[Excerpts of pointing data]
•••••
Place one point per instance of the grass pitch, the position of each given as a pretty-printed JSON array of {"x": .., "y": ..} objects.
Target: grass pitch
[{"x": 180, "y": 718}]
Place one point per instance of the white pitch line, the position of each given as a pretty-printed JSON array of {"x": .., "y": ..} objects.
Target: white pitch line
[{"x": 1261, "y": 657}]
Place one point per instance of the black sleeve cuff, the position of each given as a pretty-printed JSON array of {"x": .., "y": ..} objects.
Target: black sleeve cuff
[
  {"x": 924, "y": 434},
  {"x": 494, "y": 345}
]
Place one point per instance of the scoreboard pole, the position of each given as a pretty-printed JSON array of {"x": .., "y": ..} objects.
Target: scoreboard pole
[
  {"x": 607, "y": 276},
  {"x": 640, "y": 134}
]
•••••
* REQUEST
Reproduce all of the lines above, requests included, multiplying every x and y coordinate in the answers by 0.75 and rounding each result to a whole number, with halves rounded up.

* ANSWER TO THE PROBLEM
Place one point per instance of the grass pitch, the position of each given as a pretty-printed JSON array of {"x": .., "y": ..} objects.
Target: grass pitch
[{"x": 135, "y": 539}]
Place one point per instance of the white pitch line, the position of each given as a pretty-printed JSON array of {"x": .., "y": ..} objects.
Target: white pitch line
[{"x": 946, "y": 493}]
Place one point per instance of the black sleeve cuff, the position of each given as a pretty-printed JSON array of {"x": .., "y": ..} objects.
Target: black sleeve cuff
[
  {"x": 693, "y": 326},
  {"x": 371, "y": 259}
]
Place one point per instance of the scoreboard pole, the position of each given as a pretty-printed JSON array of {"x": .., "y": ..} objects.
Target: scoreboard pole
[
  {"x": 455, "y": 207},
  {"x": 480, "y": 101}
]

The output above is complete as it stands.